[[ DATASET EXCERPTS, beginning ]]

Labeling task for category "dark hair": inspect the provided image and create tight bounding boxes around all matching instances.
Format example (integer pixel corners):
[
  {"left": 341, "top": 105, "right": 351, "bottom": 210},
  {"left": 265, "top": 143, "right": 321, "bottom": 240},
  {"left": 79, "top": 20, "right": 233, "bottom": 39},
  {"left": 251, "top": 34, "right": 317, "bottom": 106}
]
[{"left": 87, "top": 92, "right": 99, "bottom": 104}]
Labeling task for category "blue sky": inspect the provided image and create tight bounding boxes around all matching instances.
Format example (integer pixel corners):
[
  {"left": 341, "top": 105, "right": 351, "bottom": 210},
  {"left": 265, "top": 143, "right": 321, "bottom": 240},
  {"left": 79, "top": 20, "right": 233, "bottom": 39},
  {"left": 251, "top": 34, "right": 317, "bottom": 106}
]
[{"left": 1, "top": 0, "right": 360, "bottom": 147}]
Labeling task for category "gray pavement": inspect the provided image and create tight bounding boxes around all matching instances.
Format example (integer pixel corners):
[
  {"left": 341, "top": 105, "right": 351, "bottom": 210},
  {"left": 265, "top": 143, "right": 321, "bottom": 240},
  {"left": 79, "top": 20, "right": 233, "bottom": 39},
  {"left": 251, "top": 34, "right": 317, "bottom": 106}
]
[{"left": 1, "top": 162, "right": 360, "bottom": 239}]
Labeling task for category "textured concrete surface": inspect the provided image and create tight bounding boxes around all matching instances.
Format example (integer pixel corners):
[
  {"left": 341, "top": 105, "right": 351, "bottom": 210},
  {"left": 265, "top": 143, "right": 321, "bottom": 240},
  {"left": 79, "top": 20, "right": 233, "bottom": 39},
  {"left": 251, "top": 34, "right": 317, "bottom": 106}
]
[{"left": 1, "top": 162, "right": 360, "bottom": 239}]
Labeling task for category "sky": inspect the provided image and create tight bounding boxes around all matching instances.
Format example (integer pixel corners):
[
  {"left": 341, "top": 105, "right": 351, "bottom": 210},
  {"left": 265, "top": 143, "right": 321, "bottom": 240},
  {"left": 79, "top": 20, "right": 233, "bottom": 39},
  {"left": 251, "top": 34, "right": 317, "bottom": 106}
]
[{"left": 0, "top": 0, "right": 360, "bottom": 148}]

[[ DATASET EXCERPTS, end ]]

Pick each line holding the word "task" out of the listing.

Labeling task for category "dark hair": inspect the provided image and create tight bounding boxes around all matching instances.
Labeling task for category "blue sky": inspect the provided image and create tight bounding boxes around all matching instances.
Labeling task for category "gray pavement": inspect the provided image and create tight bounding boxes around all matching instances.
Labeling task for category "textured concrete surface": inspect the provided image and create tight bounding boxes around all matching instances.
Labeling task for category "sky": inspect the provided image and create tight bounding boxes around all matching instances.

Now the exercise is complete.